Coordinate labeling data:
- - -

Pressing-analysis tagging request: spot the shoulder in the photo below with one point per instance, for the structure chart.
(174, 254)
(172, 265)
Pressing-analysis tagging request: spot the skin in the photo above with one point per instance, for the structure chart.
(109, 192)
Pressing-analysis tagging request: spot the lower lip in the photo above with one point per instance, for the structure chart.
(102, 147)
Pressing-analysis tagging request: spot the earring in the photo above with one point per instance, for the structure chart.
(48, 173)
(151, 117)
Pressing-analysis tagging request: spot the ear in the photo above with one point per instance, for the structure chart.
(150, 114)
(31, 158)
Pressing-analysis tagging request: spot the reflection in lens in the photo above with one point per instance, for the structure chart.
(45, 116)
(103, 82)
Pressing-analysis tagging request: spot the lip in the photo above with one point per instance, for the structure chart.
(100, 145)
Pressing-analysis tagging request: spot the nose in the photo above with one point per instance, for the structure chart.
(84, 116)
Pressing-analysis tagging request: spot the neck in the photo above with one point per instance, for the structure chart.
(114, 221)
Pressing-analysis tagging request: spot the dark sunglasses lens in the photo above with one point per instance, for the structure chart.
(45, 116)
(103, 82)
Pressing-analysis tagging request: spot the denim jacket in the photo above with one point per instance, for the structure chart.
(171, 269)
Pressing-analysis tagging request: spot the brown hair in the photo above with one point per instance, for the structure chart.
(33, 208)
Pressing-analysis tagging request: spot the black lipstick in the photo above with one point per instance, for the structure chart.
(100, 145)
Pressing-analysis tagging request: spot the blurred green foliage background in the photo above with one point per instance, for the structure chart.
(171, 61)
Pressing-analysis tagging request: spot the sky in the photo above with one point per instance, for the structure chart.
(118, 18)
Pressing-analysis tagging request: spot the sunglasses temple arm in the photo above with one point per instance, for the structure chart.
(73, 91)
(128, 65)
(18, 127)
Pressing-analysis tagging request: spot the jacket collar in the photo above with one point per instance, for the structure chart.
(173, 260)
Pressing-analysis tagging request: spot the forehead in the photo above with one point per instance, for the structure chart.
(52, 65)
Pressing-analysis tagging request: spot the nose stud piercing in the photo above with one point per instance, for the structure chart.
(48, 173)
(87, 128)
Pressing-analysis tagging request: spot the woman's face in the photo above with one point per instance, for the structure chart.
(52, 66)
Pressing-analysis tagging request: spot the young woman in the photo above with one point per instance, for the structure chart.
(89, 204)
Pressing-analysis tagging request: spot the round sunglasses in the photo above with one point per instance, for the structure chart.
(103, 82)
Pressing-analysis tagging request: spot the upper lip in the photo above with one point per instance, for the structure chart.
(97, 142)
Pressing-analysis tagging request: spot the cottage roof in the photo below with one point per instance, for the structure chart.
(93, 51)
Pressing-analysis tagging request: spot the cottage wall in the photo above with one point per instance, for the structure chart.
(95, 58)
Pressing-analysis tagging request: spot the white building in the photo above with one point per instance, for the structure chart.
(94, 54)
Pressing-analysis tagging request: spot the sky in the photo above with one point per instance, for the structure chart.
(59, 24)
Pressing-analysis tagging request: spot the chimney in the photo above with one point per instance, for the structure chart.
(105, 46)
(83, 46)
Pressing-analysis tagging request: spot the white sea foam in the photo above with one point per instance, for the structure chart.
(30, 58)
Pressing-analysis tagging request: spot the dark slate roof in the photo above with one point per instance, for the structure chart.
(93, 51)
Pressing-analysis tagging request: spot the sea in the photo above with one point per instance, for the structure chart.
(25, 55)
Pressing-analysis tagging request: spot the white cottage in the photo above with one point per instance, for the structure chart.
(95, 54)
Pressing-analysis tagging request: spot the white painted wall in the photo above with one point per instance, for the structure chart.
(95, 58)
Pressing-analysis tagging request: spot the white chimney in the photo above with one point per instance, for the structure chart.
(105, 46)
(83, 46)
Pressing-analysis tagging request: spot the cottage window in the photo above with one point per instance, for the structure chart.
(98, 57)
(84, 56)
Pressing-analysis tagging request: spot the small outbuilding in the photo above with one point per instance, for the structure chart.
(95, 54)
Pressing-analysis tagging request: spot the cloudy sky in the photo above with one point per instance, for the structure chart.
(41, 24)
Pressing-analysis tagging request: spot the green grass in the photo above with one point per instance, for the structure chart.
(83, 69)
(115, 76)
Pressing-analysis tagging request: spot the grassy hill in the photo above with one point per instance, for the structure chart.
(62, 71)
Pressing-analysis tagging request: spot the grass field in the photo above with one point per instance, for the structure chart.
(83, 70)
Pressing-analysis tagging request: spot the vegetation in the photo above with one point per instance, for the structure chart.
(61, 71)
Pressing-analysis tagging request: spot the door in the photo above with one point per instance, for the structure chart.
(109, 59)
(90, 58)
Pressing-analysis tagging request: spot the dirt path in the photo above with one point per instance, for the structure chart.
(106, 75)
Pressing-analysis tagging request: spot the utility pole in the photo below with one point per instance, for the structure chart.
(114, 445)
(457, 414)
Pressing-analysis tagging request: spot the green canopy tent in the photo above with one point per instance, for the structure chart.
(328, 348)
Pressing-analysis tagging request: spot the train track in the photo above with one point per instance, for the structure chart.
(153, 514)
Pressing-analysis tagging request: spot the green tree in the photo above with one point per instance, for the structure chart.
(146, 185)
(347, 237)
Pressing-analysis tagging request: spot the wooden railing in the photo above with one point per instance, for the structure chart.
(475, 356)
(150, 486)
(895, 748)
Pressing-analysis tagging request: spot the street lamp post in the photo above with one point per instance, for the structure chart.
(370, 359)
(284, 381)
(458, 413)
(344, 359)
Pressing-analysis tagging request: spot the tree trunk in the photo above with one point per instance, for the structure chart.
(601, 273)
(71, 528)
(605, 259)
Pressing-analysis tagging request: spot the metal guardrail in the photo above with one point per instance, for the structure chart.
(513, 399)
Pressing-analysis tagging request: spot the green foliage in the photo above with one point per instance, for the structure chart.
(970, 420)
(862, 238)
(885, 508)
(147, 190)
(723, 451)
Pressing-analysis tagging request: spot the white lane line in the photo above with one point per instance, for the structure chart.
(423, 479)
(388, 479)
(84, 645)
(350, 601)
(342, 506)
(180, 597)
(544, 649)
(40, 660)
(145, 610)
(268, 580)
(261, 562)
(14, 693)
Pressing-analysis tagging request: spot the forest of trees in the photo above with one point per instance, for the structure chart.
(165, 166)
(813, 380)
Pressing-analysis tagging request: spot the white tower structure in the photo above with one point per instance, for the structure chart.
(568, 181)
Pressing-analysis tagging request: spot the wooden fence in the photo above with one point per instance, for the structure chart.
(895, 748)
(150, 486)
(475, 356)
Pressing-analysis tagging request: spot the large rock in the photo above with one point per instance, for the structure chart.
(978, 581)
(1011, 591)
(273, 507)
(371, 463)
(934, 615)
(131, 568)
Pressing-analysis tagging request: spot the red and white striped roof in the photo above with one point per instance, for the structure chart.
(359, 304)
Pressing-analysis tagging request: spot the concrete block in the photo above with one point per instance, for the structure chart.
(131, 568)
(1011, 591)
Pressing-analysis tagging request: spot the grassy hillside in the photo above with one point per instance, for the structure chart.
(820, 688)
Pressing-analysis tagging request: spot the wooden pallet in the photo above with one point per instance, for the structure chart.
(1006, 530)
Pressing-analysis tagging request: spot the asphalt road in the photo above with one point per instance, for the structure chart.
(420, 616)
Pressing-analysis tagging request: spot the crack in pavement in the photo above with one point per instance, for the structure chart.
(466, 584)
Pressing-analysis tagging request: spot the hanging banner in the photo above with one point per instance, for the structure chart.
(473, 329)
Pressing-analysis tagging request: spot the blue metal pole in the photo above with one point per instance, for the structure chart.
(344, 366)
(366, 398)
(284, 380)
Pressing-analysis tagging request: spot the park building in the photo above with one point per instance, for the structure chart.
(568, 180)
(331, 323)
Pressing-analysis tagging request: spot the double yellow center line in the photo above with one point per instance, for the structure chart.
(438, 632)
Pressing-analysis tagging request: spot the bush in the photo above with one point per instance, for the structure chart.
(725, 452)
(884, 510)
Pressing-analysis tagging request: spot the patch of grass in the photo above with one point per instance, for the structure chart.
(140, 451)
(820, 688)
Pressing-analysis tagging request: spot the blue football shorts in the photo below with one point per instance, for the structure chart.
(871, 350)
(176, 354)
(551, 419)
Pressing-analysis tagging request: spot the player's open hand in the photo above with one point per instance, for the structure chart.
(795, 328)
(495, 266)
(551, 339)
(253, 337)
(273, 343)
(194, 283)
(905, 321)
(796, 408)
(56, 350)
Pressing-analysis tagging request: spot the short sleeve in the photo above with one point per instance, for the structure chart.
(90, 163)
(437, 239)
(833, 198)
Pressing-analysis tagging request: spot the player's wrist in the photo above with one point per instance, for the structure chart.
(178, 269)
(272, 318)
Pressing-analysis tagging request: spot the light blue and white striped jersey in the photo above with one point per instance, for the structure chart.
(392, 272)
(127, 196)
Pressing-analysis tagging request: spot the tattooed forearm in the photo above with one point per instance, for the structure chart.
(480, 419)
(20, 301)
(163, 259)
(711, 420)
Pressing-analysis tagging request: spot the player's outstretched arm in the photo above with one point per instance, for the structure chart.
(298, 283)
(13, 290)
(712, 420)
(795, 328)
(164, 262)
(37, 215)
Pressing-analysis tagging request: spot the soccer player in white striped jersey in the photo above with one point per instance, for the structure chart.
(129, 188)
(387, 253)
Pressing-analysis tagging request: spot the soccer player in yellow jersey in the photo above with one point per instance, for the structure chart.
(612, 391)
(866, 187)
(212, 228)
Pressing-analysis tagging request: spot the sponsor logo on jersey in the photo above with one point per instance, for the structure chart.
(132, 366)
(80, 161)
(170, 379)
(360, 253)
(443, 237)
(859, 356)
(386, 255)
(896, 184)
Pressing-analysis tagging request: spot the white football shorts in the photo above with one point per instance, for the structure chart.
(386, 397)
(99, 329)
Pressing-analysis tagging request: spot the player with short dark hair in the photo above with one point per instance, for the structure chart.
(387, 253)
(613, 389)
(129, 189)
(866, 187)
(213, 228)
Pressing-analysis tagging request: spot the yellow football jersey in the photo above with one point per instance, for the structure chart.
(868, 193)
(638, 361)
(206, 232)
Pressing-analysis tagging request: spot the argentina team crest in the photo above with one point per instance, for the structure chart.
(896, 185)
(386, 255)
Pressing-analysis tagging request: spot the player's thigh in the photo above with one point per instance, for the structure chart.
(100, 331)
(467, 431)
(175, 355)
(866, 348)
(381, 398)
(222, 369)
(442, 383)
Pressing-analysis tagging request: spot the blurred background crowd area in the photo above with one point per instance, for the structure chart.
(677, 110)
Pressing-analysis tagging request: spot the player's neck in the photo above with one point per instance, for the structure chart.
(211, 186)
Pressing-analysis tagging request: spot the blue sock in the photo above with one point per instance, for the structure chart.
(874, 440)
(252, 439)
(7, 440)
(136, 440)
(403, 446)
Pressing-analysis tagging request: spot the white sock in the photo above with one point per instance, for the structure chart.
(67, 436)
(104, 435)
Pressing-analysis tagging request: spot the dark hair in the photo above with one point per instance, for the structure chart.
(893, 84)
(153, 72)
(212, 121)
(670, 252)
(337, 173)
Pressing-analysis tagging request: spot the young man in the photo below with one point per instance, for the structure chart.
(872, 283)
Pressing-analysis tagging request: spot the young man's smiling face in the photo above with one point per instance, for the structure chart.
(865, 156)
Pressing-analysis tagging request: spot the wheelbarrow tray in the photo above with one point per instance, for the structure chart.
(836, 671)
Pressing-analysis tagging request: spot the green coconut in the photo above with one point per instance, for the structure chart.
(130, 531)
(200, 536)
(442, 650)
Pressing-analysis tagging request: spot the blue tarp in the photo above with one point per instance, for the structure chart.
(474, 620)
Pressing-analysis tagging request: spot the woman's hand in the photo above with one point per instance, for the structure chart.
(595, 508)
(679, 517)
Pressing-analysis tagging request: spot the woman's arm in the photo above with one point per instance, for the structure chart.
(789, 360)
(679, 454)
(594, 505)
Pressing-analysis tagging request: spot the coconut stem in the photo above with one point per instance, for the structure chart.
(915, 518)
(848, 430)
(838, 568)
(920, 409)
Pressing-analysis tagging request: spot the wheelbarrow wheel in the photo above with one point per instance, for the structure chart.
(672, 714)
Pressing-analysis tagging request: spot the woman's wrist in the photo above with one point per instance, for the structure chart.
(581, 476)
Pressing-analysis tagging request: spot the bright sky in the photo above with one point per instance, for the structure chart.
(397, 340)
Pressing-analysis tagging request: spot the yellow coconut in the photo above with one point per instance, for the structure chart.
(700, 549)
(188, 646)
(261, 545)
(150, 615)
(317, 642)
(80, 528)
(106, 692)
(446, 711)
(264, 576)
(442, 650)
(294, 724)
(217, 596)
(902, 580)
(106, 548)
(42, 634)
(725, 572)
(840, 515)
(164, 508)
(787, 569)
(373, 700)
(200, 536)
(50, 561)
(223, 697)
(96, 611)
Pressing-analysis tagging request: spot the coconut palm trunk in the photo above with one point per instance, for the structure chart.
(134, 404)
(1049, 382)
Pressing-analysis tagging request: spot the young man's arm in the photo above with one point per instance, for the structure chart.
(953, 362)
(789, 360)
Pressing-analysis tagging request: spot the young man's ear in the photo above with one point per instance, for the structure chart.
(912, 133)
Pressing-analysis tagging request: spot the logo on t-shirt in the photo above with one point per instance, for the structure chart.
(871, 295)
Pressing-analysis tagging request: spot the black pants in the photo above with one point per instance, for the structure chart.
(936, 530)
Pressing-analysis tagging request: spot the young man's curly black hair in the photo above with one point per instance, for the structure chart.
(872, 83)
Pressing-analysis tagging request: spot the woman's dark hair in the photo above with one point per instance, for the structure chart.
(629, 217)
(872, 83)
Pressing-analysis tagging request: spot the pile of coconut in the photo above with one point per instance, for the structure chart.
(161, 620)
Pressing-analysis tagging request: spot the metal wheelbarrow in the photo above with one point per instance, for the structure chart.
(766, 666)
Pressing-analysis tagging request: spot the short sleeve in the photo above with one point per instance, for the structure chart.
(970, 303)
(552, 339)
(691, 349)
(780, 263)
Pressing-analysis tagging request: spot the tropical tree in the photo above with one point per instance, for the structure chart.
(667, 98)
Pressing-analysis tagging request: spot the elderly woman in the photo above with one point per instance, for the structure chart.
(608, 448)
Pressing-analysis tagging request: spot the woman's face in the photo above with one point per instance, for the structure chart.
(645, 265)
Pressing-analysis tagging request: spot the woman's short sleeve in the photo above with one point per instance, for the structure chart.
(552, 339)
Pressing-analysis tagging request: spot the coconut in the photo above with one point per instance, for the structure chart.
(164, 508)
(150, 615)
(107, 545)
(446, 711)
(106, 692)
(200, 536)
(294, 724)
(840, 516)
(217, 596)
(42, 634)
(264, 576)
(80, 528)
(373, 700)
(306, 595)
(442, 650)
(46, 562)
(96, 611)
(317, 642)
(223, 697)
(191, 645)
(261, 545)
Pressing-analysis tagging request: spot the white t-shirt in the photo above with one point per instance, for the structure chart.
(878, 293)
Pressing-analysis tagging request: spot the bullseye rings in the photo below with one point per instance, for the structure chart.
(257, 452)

- - -

** What you will do **
Copy out exactly the lines running from the line with "Pressing-analysis tagging request: spot the woman's short" to the end of the records, inclusive.

** Expected output **
Pressing-analysis tagging request: spot the woman's short sleeve in the photo above with one point per instance, for the structure chart.
(552, 339)
Pressing-analysis tagging request: spot the coconut in the photo above with one point per instance, for the structure chart.
(164, 508)
(150, 615)
(107, 545)
(446, 711)
(106, 692)
(200, 536)
(294, 724)
(840, 516)
(217, 596)
(42, 634)
(264, 576)
(80, 528)
(373, 700)
(306, 595)
(442, 650)
(46, 562)
(96, 611)
(317, 642)
(223, 697)
(191, 645)
(261, 545)
Pressing-analysis tagging request: spot the white t-shirt in the photo above with one point per instance, for the structure chart.
(878, 293)
Pressing-analysis tagging request: spot the bullseye rings in the photo below with one point per instance, for the structure chart.
(257, 452)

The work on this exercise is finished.